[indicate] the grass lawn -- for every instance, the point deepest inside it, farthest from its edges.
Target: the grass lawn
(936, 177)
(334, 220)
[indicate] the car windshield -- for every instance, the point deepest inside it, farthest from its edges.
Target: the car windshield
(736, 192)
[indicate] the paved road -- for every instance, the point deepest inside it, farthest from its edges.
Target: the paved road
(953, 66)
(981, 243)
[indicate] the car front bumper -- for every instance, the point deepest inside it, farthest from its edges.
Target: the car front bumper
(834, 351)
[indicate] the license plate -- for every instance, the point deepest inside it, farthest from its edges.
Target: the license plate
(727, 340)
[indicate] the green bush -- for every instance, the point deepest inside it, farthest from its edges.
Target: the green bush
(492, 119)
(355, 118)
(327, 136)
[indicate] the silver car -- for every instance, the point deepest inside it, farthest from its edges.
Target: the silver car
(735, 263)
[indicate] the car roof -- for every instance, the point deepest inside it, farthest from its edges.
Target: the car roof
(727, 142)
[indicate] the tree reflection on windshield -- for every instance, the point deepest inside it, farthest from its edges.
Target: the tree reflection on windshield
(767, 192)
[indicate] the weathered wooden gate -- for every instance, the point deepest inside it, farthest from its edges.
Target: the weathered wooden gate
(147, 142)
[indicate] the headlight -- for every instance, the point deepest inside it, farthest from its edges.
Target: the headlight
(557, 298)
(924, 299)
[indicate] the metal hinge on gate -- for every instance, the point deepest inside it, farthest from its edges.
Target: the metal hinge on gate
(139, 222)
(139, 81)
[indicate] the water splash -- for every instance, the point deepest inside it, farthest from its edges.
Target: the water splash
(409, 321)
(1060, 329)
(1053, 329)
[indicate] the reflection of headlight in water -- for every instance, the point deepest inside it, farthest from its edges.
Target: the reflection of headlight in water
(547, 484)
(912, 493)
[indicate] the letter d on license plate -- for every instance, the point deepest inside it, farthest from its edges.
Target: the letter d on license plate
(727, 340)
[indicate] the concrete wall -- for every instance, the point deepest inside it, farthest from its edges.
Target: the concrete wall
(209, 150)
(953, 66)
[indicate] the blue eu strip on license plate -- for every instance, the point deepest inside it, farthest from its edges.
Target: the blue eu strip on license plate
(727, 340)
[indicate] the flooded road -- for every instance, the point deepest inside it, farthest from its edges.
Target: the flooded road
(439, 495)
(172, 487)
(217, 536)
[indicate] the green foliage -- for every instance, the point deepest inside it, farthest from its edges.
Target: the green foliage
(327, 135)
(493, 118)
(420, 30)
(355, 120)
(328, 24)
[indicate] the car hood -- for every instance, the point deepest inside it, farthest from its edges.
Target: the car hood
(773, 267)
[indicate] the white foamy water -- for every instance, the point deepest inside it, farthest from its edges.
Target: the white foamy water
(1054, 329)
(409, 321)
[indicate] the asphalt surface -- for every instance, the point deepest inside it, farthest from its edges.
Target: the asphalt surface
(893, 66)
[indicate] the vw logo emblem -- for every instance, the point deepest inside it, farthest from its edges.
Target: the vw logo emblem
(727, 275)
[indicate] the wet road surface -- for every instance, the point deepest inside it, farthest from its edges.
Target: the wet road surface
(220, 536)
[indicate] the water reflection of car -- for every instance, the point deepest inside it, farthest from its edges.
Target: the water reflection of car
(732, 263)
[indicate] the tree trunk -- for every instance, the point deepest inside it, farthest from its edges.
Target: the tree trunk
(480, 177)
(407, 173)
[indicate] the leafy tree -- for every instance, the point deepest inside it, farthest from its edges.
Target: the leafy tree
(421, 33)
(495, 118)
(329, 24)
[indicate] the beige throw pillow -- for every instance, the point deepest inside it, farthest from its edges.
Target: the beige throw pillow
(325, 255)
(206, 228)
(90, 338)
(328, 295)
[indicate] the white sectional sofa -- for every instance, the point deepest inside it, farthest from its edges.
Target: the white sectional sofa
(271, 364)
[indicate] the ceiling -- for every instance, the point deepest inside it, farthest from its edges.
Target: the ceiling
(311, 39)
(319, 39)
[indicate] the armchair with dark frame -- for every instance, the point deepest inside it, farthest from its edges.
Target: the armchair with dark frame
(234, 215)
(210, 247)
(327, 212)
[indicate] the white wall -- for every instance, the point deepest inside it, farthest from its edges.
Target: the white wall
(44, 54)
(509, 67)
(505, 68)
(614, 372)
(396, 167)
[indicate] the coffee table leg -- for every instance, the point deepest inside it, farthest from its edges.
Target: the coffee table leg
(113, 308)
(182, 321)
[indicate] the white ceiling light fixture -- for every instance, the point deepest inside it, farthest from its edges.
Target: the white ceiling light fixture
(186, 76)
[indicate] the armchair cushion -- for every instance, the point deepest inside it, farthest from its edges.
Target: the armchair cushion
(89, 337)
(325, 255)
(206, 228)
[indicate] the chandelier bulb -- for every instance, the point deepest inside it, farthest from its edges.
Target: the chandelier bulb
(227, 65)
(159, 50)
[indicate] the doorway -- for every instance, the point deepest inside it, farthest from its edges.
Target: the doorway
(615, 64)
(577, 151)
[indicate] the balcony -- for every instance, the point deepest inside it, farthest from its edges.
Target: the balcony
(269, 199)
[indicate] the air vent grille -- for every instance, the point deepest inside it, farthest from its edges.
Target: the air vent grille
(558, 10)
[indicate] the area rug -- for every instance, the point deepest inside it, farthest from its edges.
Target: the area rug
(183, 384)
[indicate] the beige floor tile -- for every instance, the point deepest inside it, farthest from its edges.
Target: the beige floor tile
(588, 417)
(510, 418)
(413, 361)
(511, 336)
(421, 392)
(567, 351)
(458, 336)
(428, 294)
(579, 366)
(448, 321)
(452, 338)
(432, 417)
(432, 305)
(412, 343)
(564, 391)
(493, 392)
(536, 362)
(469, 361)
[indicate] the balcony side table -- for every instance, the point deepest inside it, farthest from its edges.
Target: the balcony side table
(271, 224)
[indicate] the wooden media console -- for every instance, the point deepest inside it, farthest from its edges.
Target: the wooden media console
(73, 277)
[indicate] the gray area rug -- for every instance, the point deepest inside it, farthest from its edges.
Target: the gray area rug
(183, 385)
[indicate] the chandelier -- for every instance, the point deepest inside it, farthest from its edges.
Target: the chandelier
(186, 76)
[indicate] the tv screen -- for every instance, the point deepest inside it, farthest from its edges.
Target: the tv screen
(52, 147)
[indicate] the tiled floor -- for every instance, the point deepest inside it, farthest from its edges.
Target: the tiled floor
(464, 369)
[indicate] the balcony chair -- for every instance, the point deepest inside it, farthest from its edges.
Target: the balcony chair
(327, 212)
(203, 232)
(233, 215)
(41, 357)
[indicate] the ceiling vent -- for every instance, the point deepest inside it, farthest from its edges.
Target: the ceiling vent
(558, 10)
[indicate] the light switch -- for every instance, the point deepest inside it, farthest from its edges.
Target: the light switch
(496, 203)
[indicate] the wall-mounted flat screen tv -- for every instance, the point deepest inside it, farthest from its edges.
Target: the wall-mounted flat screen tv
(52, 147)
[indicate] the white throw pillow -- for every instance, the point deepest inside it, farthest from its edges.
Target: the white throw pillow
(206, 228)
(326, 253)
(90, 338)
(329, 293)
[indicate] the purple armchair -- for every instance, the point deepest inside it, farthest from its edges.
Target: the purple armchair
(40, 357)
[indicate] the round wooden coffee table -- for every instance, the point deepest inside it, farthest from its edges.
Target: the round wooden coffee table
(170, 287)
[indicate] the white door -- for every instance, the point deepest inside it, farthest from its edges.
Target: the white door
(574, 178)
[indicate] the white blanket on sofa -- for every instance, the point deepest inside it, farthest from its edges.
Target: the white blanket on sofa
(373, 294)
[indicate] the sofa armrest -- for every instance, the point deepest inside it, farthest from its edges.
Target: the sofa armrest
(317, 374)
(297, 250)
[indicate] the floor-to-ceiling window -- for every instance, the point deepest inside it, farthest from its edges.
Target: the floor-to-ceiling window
======
Exercise requirements :: Once you have counted every line above that contains the string "window", give that number and nothing more.

Task answer :: 2